> **WHAT TO DO**:
What you return must match the records word for word.

[Collected data]
= = = =

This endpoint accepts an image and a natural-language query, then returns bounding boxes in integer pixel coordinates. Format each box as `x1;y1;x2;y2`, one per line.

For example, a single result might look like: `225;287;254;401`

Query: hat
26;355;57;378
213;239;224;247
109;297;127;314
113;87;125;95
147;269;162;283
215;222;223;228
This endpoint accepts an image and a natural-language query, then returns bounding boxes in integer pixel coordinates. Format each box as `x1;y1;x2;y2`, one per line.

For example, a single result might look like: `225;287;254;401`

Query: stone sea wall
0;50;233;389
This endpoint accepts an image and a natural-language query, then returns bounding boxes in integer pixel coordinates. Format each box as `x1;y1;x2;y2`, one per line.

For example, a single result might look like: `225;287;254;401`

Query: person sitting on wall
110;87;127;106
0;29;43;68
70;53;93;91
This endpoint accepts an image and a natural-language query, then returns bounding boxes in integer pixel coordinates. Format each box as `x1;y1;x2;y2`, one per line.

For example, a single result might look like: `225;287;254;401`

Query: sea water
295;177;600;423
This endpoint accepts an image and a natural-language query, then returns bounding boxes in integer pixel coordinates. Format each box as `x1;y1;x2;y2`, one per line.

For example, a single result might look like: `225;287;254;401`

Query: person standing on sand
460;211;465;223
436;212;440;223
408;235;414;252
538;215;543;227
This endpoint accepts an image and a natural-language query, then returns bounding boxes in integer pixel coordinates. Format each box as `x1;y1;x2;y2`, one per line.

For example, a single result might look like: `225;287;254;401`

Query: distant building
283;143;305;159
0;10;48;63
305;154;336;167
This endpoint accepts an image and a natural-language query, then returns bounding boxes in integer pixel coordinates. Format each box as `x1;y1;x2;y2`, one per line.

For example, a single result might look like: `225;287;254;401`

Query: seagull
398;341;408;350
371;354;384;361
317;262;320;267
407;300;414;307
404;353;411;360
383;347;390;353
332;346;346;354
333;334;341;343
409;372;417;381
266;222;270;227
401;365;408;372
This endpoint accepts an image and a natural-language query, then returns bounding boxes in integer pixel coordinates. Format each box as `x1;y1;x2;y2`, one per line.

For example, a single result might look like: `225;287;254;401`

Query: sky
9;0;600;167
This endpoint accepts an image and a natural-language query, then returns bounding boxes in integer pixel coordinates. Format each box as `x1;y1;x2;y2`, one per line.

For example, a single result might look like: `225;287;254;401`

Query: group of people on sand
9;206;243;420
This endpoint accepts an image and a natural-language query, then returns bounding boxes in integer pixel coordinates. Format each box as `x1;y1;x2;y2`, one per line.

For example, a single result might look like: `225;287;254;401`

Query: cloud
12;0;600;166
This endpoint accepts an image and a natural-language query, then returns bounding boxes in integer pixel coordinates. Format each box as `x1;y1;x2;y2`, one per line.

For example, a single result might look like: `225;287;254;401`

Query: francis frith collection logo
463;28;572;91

= = = =

> **REPLY TO THE EXERCISE**:
This endpoint accepts an image and a natural-language query, then returns bounding boxes in integer pixel coordinates. Format each box as `x1;y1;x2;y2`, one per line.

For example, a single result might look like: `225;287;254;401`

Query: hat
26;355;57;378
213;239;224;247
109;297;127;314
113;87;125;95
147;269;162;283
215;222;223;228
This endpoint accepts an image and a natural-language query, then returns bounding boxes in integer pixel coordinates. Format each box as `x1;y1;x2;y2`, one per line.

For example, a single result might look like: `225;287;254;401`

Query: stone sea wall
0;50;233;389
This endpoint accepts an image and a natural-language query, then returns bounding boxes in integer pixel coordinates. Format each box as `x1;y1;x2;y2`, one per line.

For example, a single result might look like: `225;287;254;401`

Query: person sitting on wall
110;87;127;106
0;29;43;68
70;53;93;91
This endpoint accepts an image and a natural-language query, then returns bounding boxes in integer pixel coordinates. Format each box as `x1;y1;x2;y2`, one per line.

For example, a single result might look like: `225;287;254;401`

Query: sea water
295;177;600;423
This endpoint accepts an image and a natural-language query, then returns bounding boxes in integer pixel coordinates. Format each box as `x1;y1;x2;y2`, one per line.

For example, a single result might look like: `225;287;254;401`

Query: person standing on sand
460;211;465;223
436;212;440;223
408;235;414;252
538;215;543;227
This endpoint accepts an image and a natural-language query, then returns bounding boxes in integer pixel coordinates. Format each box as `x1;y1;x2;y2`, one per line.

For example, a single result might look like: `225;287;254;401`

Query: distant building
283;143;305;159
0;10;48;63
305;154;336;167
This endpoint accepts an image and a natural-language query, then returns bounding boxes in integer pixel coordinates. Format each box as `x1;y1;x2;y2`, one per line.

For example, a single result might look like: `225;287;254;401`

Query: seagull
398;341;408;350
371;354;384;361
317;262;320;267
407;300;414;307
404;353;411;360
383;347;390;353
332;346;346;354
333;334;341;343
409;372;417;381
266;222;270;227
401;365;408;372
This endpoint accepts an image and a natural-language query, then returns bounding boxes in integer pixel coordinates. Format each box as `x1;y1;x2;y2`, one per line.

For example, a single result might look like: `225;287;254;401`

Query: sky
9;0;600;167
This endpoint accepts an image and a natural-language query, then returns bounding boxes in integer pixel coordinates. Format each box as `x1;y1;x2;y2`, one per line.

For example, a single result might look like: `225;287;254;401`

Query: group of people on sand
9;206;243;420
This endpoint accepts an image and a natural-language query, then returns bounding boxes in integer pixel coordinates. Format each box as `x1;y1;x2;y2`, one per line.

For example, a single result might look like: `225;287;254;401`

Query: cloud
12;0;600;166
This endpoint accepts an image and a natural-language query, then returns bounding boxes in integer pixel coordinates. Format each box as `x1;y1;x2;y2`, one per line.

For example, a single result might look like: `225;287;254;401`

Query: francis frith collection logo
463;28;572;91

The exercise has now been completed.